• [The task] Please lay out the items between the lines holding "Given the image above, identify the dark shingled" and "[138,99,165,160]", inclusive, as a Markdown table with the columns Row and Line. Give each line its own numbered row and leave out blank lines.

— start Data provided —

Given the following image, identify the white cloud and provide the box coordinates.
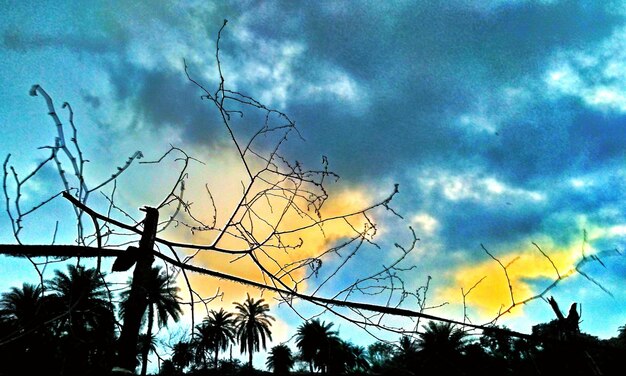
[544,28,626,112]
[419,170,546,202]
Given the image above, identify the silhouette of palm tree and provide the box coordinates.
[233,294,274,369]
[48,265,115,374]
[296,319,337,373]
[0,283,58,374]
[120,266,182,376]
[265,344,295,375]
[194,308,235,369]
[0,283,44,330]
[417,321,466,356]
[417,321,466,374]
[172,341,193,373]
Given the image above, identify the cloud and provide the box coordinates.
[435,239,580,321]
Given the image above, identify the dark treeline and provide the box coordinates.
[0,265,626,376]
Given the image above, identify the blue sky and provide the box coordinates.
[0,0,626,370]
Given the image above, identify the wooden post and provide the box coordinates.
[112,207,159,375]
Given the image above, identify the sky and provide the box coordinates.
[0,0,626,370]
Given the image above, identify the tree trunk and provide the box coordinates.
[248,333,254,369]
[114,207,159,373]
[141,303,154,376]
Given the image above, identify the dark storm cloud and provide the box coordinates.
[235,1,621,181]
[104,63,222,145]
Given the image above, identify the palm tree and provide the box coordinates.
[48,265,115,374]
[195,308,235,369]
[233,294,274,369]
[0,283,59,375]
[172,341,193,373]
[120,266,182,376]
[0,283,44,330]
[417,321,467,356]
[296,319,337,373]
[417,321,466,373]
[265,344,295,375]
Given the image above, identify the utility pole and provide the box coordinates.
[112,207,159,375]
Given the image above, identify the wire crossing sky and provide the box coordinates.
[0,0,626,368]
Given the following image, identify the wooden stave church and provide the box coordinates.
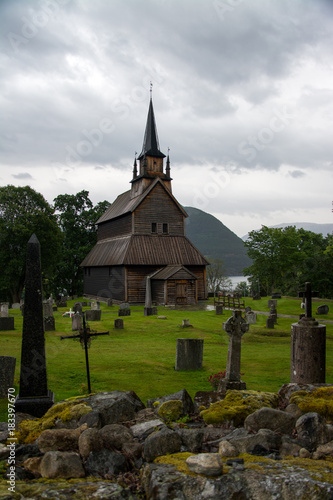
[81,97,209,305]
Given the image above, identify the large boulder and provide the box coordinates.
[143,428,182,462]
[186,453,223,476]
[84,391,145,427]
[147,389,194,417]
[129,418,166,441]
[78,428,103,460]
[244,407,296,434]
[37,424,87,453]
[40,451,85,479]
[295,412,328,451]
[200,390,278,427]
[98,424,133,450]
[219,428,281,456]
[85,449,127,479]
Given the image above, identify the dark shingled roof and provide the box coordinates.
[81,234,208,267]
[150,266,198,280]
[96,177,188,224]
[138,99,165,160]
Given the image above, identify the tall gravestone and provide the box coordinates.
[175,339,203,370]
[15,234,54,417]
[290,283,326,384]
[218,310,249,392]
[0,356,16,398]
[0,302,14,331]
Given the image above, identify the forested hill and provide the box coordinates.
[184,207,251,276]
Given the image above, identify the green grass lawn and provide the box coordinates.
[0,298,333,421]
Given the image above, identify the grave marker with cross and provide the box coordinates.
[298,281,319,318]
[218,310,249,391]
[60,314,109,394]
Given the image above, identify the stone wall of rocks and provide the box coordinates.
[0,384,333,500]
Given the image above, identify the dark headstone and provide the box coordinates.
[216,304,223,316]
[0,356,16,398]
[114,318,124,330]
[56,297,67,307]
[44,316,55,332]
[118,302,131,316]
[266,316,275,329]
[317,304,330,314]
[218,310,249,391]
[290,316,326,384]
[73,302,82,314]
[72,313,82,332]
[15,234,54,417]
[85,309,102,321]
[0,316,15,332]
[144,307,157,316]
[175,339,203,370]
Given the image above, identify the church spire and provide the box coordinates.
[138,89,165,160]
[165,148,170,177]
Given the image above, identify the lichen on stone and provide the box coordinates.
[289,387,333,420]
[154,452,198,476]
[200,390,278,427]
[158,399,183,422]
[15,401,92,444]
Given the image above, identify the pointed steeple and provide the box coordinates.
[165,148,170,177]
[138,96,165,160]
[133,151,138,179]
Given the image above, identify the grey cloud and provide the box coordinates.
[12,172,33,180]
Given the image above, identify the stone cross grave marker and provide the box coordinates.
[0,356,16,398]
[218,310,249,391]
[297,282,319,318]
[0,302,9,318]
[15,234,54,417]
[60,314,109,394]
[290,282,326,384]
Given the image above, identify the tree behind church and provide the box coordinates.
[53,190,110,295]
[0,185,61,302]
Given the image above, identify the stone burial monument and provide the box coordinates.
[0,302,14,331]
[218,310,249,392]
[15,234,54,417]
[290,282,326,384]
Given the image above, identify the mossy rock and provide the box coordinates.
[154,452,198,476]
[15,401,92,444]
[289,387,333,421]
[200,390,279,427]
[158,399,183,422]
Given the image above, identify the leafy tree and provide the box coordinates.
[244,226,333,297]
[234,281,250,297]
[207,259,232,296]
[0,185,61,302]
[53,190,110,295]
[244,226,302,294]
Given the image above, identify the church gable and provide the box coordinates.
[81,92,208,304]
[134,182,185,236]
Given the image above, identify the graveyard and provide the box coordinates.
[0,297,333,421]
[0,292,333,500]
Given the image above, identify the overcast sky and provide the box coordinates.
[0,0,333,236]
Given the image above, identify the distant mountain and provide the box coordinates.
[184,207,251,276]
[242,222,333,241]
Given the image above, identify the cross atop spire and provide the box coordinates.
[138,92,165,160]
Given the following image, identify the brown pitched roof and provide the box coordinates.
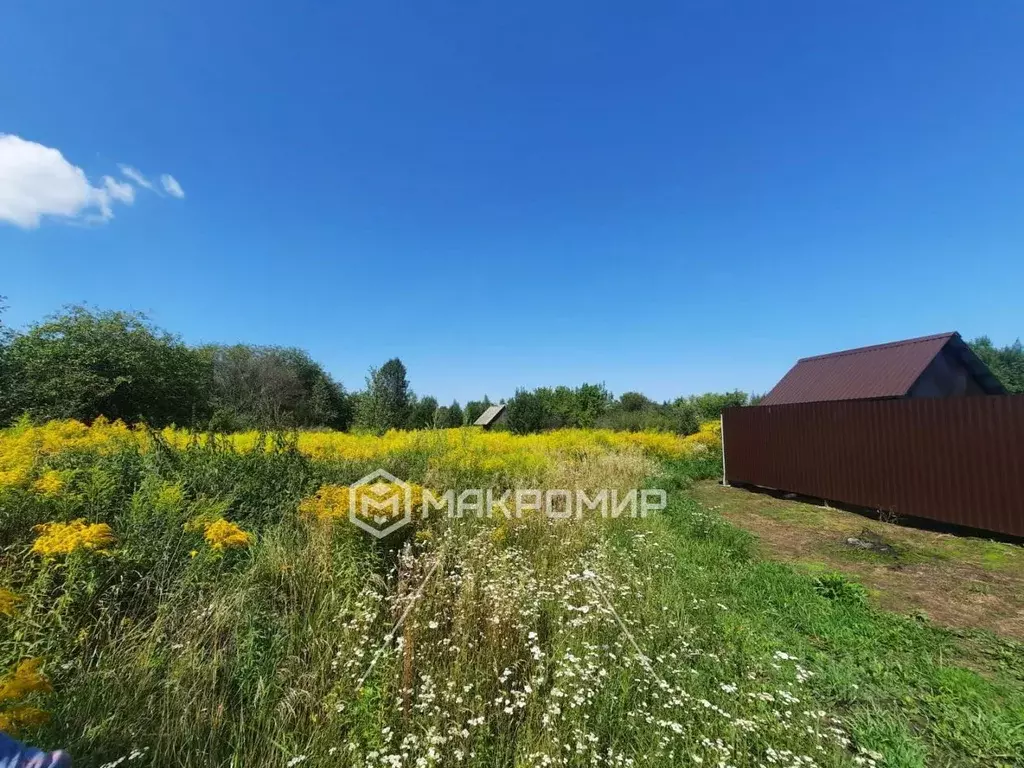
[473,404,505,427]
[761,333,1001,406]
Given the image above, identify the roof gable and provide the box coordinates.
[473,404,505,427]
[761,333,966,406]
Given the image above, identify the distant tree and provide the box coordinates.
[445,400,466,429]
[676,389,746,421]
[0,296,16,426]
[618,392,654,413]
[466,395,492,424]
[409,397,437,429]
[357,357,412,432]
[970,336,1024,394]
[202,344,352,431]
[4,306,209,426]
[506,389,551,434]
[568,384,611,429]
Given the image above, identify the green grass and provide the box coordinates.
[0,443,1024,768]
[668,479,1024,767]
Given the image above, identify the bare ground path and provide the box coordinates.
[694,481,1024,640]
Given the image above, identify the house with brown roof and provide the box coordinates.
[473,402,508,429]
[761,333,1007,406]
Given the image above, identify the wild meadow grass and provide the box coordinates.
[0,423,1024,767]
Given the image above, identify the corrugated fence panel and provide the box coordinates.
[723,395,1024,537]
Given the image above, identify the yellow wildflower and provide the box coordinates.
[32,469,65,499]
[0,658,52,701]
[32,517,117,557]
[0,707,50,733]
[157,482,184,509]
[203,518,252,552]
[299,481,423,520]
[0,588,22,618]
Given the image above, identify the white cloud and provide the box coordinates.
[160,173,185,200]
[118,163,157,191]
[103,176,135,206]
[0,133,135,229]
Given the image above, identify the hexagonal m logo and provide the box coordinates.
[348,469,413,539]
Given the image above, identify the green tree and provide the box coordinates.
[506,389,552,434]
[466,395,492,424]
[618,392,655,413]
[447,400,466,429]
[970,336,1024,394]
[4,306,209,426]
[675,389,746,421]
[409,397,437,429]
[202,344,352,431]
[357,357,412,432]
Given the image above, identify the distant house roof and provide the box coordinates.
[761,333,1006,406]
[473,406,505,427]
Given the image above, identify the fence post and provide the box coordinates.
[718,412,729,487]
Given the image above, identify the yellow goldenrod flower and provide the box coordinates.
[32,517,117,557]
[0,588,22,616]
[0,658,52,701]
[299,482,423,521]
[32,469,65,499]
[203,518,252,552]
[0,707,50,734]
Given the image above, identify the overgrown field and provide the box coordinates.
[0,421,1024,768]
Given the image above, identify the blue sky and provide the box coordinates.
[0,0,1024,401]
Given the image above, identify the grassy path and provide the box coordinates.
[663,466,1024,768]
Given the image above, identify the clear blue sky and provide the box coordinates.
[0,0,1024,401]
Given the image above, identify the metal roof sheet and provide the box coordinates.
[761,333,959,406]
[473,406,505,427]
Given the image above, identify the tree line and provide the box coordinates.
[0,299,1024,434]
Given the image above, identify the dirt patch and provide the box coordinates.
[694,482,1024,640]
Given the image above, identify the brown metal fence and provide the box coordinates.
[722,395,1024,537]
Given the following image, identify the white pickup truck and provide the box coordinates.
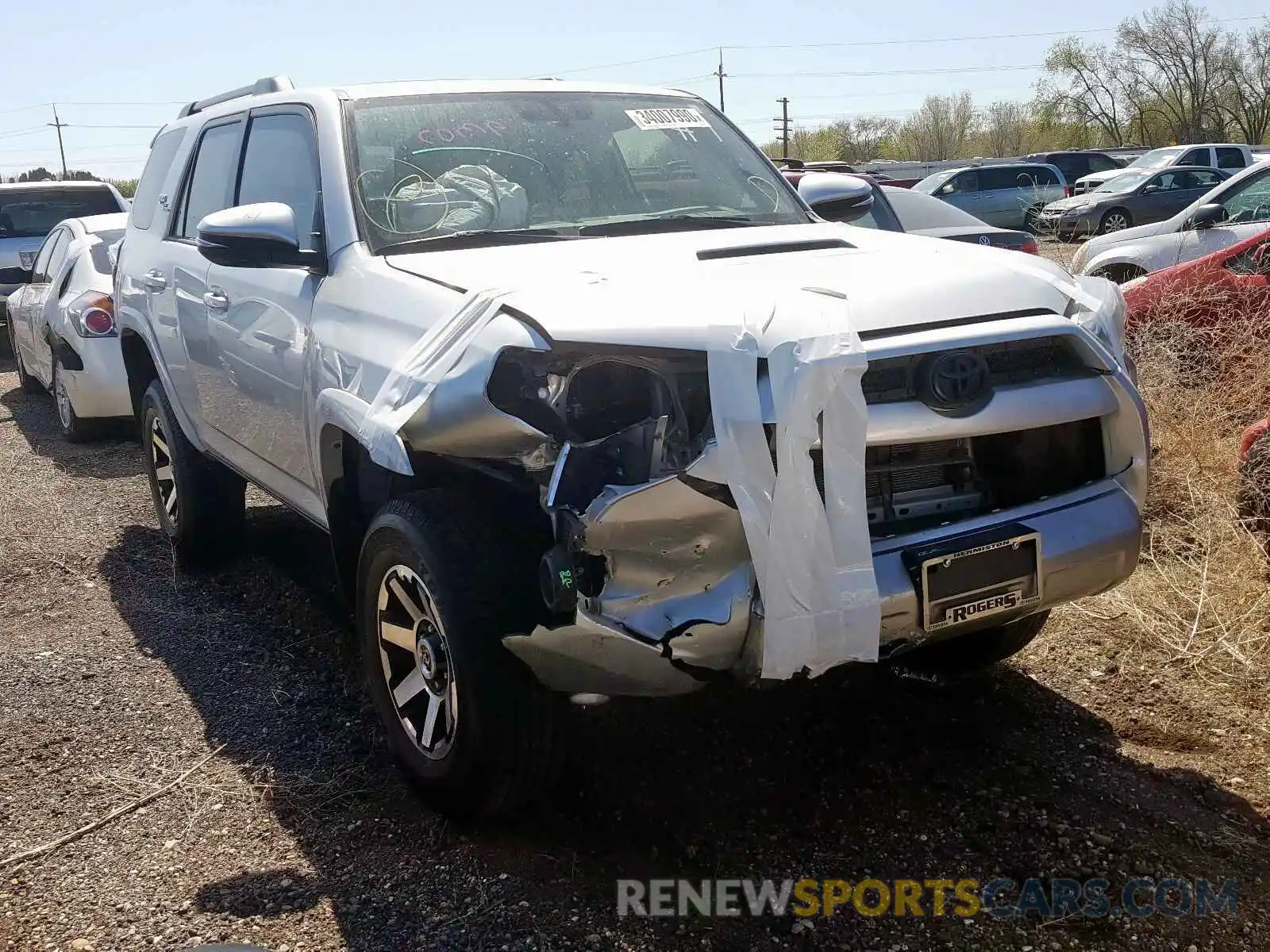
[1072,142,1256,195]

— end Data provided —

• [Complete response]
| Row | Line |
|---|---|
| 1 | Given the image above, identify the dark shingled roof and provide the box coordinates. |
| 2 | [81,234,208,267] |
| 3 | [150,266,198,280] |
| 4 | [96,177,188,224] |
| 5 | [138,99,165,160] |